DESCRIPTION OF THE TASK:
Answer these questions from the excerpt about mần and làm below.
(a) How many senses in the entry are linked to làm?
(b) In how many of those senses did @PhanAnh123 put the synonym link?
(c) Why did @PhanAnh123 call the earlier layout incorrect?
───── SOURCE EXTRACT
The entry links each of 3 senses to làm through {{syn}}, which looks pretty unpleasant. @PhanAnh123 put {{syn|vi|làm}} in 2 senses (as I infer from this edit; the 1 other sense is done by me for good measure). His edit replaces my layout of placing {{syn of|vi|làm}} (which represents, and have, all those 3 senses), opinionating that the layout is incorrect because mần is not etymologically related to làm (although seemingly not against my point that the word is fully synonymous with làm in Central Vietnam, which is the sole reason I have grouped the senses under {{syn of|vi|làm}}).
──────────
───── EXCERPTED DATA
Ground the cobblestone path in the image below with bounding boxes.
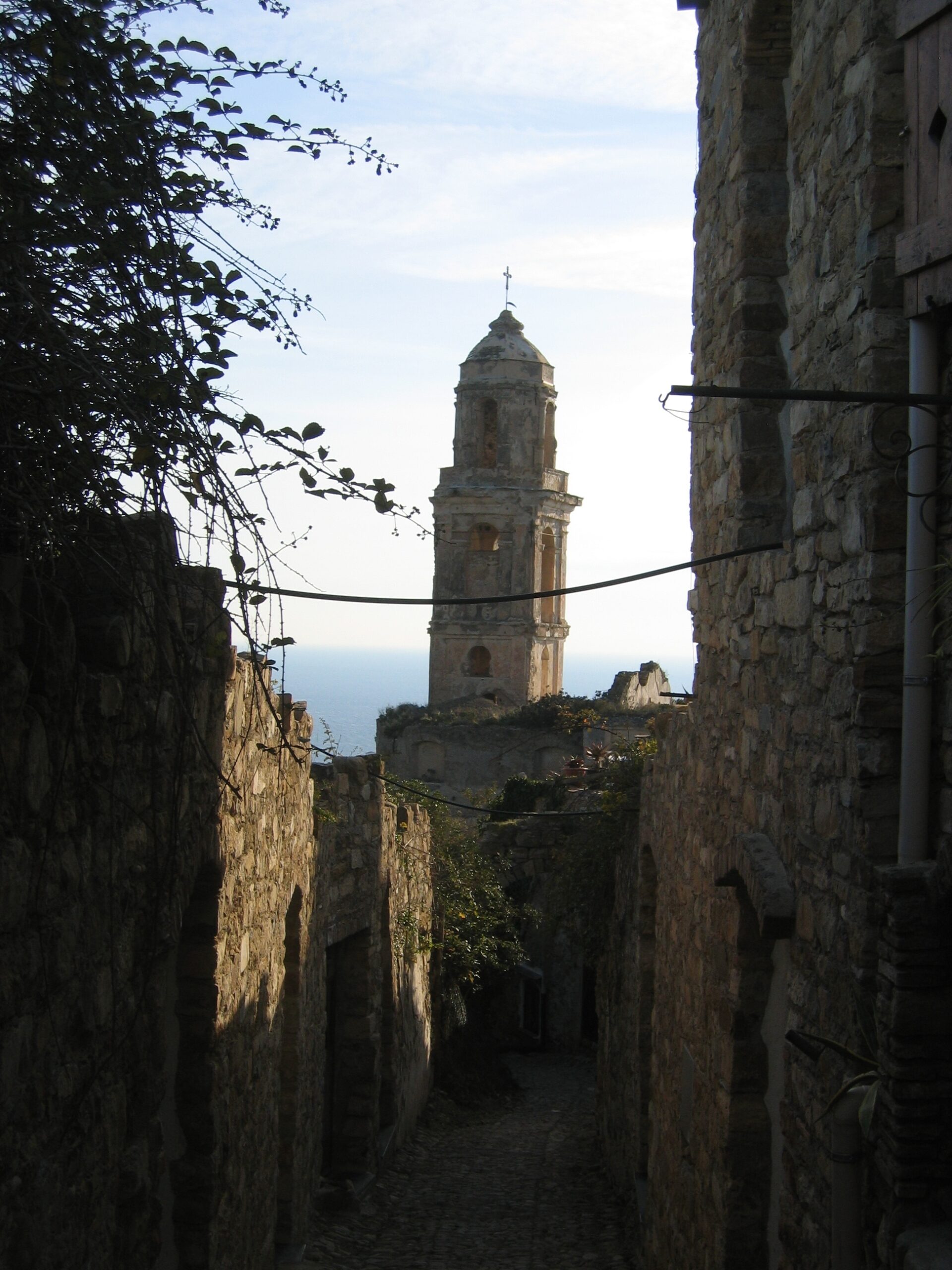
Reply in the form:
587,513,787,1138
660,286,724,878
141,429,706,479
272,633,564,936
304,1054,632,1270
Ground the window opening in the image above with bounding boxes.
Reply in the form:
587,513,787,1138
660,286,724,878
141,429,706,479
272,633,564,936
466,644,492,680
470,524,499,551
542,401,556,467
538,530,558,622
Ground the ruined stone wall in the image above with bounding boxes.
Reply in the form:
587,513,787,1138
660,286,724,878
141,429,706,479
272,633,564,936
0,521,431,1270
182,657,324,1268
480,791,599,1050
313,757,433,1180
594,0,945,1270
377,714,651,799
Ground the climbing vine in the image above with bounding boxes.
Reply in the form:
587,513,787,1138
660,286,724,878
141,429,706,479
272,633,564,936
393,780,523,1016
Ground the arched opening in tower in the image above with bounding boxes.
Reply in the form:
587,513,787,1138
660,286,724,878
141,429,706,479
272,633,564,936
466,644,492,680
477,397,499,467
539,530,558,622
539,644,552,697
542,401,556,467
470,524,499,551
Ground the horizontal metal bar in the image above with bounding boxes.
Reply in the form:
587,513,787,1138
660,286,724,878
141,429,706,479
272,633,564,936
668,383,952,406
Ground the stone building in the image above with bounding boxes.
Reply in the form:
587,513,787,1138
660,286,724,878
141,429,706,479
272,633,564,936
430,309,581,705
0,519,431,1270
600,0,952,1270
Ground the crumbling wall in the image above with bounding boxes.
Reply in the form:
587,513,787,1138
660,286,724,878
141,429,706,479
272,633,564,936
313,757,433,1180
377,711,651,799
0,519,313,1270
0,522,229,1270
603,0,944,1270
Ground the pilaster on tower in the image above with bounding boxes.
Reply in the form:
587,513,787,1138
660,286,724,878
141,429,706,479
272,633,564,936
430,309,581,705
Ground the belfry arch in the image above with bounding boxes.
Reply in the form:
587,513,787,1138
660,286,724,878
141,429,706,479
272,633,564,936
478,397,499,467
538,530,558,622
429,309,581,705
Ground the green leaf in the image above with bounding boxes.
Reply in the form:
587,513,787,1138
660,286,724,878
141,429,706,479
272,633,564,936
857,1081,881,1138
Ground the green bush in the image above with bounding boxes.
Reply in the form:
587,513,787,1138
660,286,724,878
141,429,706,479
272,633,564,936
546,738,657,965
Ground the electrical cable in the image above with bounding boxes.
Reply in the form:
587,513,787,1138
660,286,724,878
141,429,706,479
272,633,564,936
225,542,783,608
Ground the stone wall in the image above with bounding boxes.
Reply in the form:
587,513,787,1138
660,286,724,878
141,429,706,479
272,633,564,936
──────────
ANSWER TO THIS EXERCISE:
(a) Three.
(b) Two.
(c) Because mần is not etymologically related to làm.